# Tarea breve A
Responde según el pasaje sobre el barrio de JR:
(i) Además del mar, ¿qué dos calles delimitan el barrio, y qué lugar marca su límite más lejano?
(ii) En el fragmento que empieza con «El que pasa por esta zona», ¿a quién se llama «extranjero»?
(iii) Cuando la cantidad es más grande, ¿con qué se corta el chocolate del huevo?
# Tarea breve B
Escribe lo que sigue al pasaje sobre el barrio de JR, a partir de su última oración.

# Pasaje proporcionado
....................

Salían a pasear a distinta hora que nosotros, y cuando los vigilantes nos veían
acercarnos a ellos nos echaban una bronca». De la reforma penitenciaria que
ahora está en marcha no habla demasiado: «Si
sueltan a los presos para que sigan haciendo lo mismo que estaban haciendo, qué
duda cabe que volverán. Es lógico. Muchos no querrán seguir fuera de la ley,
pero no tendrán más remedio. Con el paro que hay ¿quién va a dar trabajo a un
expresidiario? Hay que hacer las cosas, pero más a fondo».
El mundo de JR
se encierra en su barrio, un espacio físico delimitado por el mar, la calle
Fernando Guanarteme, la calle Churruca y, como muy lejos, el cine Astoria,
límite de una zona de la ciudad donde se vive una extraña mescolanza en la que
se juntan el mundo del turismo y el de la marginación. Junto a las claras arenas
playeras, bajo el mismo sol que achicharra a turistas y nativos, se extienden unas
cuantas calles en las que se multiplican clubs, cabarets, restaurantes, bares,
tiendas, pensiones, hoteles y apartamentos, en el que florece la marginación y
al que acuden clientes de todos los rincones de la ciudad a comprar unos gramos
de hachís o un paquete de marihuana.
--El que pasa por esta zona y no sabe de qué
va no se da cuenta a veces de lo que se sucede, de cuál es la movida. El que
vive aquí ya se ha acostumbrado, son muchos los años que la zona se dedica a
estas cosas, a la droga y a la prostitución, y acaban por acostumbrarse. El
extranjero --y llamo extranjero a cualquiera que no es del barrio, sea de otro
país, de la Península o de otro lugar de las Palmas que no esté acostumbrado a
pasar por aquí-- sí que se asombra. Le sorprende ver a un travestí medio
desnudo en medio de la calle, pero eso es algo que sucede en todas partes, si
vas al muelle grande es peor.
Entra en un bar y todo el mundo le conoce. Toma una cerveza o un café mientras charlamos; a veces un whisky, aunque no es un gran bebedor. Habla despacio, pensando las cosas, dándoles cien vueltas, matizándolas, como si no estuviera seguro de dejar las ideas bien claras y quisiera que todo quedara correcto. Se mueve de un sitio a otro con la ligereza de quien conoce bien el terreno. A veces se acerca alguien a preguntarle que si tiene algo, y él le da el chocolate que le solicitan. A veces en barras de algo más de un gramo, a veces también, cuando la cantidad es más grande, cortándolo directamente de un huevo a una rueda que puede tener un cuarto de kilo con un cuchillo calentado al fuego. Para esto último sube a su casa, pero normalmente está en la calle, en los bares donde la gente sabe que puede encontrarlo. Es todo el día la misma rutina, apenas un momento de descanso para salir a la playa, aunque siempre breve, porque si llega un cliente debe encontrarlo en su sitio.

....................

Entradas de la colección
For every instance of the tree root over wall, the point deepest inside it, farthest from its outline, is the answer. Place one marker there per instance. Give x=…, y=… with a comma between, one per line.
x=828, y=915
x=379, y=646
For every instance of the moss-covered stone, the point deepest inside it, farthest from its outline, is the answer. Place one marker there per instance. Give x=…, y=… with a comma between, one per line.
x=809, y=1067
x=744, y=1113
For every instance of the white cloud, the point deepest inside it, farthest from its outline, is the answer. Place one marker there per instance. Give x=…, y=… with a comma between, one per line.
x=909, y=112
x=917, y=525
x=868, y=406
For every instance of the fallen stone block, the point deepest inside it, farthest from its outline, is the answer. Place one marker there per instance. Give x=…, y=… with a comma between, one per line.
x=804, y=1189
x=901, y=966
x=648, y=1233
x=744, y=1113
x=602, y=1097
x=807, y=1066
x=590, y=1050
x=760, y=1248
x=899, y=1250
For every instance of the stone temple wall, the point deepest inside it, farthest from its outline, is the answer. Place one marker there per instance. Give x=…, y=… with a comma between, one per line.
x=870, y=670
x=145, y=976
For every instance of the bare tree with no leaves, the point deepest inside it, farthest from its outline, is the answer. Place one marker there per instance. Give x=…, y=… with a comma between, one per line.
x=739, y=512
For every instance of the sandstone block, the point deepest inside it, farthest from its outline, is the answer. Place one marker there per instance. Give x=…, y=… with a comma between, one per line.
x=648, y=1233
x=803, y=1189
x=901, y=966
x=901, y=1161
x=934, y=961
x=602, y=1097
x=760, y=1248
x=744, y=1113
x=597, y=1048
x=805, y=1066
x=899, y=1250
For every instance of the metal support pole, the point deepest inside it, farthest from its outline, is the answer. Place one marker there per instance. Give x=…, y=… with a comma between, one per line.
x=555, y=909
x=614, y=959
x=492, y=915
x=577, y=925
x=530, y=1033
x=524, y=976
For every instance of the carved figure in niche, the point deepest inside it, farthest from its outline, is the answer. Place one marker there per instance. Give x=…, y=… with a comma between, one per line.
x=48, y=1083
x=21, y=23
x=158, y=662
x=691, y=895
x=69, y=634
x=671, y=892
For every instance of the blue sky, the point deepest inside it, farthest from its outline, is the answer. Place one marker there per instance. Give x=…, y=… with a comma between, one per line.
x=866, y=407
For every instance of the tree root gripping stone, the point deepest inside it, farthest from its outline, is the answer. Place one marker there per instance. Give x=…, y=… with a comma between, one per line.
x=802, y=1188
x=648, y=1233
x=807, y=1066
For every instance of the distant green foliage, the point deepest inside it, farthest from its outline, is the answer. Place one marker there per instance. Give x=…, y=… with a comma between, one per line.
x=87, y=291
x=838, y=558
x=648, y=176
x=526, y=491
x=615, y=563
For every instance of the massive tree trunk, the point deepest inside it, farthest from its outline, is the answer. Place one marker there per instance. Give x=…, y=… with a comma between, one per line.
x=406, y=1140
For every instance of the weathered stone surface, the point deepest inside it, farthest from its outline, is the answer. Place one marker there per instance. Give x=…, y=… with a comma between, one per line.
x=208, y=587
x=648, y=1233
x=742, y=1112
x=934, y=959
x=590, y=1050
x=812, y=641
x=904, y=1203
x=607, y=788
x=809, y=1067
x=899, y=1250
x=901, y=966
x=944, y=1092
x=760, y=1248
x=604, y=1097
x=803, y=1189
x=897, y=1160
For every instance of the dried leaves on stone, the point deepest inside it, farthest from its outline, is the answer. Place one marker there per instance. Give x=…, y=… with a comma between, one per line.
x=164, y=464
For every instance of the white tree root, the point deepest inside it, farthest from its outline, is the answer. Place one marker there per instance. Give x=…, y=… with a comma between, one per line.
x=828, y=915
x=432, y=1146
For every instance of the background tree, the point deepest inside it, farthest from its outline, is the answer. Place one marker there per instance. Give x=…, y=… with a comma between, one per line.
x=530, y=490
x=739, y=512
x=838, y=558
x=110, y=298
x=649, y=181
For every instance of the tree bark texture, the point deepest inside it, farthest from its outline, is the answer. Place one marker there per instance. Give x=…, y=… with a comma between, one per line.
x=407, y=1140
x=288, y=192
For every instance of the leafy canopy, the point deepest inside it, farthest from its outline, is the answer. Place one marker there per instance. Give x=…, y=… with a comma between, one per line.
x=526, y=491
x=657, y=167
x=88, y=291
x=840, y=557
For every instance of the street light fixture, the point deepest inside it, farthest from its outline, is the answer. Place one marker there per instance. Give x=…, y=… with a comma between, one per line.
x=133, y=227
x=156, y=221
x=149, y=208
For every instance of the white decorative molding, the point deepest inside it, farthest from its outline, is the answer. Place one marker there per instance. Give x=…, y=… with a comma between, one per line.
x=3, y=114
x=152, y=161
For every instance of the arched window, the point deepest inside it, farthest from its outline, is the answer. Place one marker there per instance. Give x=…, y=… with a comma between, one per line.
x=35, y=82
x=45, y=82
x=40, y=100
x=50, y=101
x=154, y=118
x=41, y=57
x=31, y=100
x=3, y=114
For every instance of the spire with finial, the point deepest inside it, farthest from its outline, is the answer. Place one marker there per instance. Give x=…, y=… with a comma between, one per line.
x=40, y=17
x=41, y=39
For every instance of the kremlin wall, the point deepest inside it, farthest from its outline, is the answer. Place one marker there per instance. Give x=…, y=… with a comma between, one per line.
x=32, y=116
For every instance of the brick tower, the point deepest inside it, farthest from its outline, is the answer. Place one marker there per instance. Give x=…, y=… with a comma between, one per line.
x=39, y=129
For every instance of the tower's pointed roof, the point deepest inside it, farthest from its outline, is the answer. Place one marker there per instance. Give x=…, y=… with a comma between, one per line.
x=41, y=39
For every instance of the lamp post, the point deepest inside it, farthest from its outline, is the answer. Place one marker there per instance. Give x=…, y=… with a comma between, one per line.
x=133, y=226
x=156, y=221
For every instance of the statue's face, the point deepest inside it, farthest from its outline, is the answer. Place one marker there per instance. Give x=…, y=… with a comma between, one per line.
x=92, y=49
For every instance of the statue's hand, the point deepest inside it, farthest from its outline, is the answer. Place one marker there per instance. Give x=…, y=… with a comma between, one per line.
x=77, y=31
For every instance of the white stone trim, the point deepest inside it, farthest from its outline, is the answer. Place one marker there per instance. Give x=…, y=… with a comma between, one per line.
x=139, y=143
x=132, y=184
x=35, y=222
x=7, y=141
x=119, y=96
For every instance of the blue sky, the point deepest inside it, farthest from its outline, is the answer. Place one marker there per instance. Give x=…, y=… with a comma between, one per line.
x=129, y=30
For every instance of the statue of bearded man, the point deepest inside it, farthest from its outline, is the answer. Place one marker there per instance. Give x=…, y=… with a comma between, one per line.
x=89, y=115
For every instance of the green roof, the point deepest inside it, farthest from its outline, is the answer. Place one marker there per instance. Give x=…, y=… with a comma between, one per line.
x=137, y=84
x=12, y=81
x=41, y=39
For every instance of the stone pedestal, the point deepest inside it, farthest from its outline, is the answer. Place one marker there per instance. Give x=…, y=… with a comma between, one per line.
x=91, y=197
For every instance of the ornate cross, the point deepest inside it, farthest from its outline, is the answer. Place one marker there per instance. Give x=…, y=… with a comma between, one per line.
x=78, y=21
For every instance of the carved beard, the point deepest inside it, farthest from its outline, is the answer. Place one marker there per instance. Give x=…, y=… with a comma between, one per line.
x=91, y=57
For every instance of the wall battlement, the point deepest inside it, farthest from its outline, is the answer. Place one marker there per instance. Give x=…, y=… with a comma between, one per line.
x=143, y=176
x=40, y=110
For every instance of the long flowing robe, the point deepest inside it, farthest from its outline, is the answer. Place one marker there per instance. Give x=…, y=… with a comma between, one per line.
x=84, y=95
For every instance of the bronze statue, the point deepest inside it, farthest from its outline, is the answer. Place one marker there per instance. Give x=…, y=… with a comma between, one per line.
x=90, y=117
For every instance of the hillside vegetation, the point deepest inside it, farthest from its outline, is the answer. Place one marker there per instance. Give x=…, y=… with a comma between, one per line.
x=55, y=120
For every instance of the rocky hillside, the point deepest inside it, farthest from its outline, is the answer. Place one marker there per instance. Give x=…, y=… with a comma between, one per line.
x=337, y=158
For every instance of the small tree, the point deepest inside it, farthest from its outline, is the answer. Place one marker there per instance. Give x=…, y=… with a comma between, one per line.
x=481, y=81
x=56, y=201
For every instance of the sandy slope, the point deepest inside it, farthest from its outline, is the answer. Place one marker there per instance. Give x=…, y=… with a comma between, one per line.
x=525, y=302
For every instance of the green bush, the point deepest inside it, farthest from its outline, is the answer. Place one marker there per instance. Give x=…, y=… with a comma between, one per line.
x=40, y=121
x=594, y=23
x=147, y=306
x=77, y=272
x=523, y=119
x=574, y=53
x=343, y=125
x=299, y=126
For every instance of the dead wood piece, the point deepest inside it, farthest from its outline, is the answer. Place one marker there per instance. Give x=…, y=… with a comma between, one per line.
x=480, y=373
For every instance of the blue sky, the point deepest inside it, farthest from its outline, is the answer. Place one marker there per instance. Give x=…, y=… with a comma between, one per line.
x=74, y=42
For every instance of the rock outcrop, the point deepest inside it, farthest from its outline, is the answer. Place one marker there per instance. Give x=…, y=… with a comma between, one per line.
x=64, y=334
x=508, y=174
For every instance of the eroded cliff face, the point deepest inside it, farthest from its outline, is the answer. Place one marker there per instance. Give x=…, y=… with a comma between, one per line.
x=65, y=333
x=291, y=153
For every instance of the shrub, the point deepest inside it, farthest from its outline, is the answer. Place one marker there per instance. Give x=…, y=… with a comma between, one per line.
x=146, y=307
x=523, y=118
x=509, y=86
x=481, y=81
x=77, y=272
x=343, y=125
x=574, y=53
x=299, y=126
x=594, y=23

....................

# Respuesta correcta A
(i) La calle Fernando Guanarteme y la calle Churruca; el límite más lejano es el cine Astoria.
(ii) A cualquiera que no es del barrio, sea de otro país, de la Península o de otro lugar de Las Palmas, si no está acostumbrado a pasar por ahí.
(iii) Con un cuchillo calentado al fuego.

# Respuesta correcta B
Lo que más se
vende es chocolate, que suele llegar de muy diferente forma y por diversos
conductos, desde huevos o tortas de alrededor de un cuarto de kilo, hasta
pequeñas bolas de poco más de seis gramos que se traen, hasta un cuarto de kilo,
introducidas en el recto desde Marruecos y otros países africanos. «La hierba apenas se consume, se vende muy
poco. Hay días que tiran más las pastillas (Minilib y otras marcas), que tienen
el efecto de darte alegría y marcha, quizás por eso cuando más se venden son
los sábados y las vísperas de fiesta. Además, las pastillas pueden ser fatales
si se toman todos los días, aunque hay quien lo hace, pero suelen estar muy
colgados. También hay quien pide ácido (LSD), que es un toque parecido al de
las pastillas».
A JR le compra
droga todo tipo de gente, desde honorables ejecutivos de empresas importantes,
que acuden a por unos gramos para una fiesta o para su propio consumo diario,
hasta travestis y prostitutas, que suelen comprar pequeñas cantidades diarias.
Hay jóvenes de edad temprana, aunque a JR no le gusta demasiado tratar con
ellos, «porque son muy jóvenes y, además,
muy poco serios», y también acuden turistas recién llegados, que la primera
vez se acercan preguntando a las personas a las que ven cara de fumadores, y
que luego suelen repetir antes de que se acaben las vacaciones. «La droga se venía vendiendo desde hace mucho
tiempo, lo que pasa es que con Franco estaba todo muy escondido, hoy sale más a
la luz pública, aunque todavía hay gente que tiene cuidado. Otros se lo toman
de distinta manera. Hay una mujer, por ejemplo, que es ya mayor, tendrá como
unos sesenta años, y no lo compra para ella, sino para sus hijos, que a veces
le hacen trabajos en la casa y ella viene a llevarse un gramito que se hagan
unos cuantos canutos y trabajen más a gusto».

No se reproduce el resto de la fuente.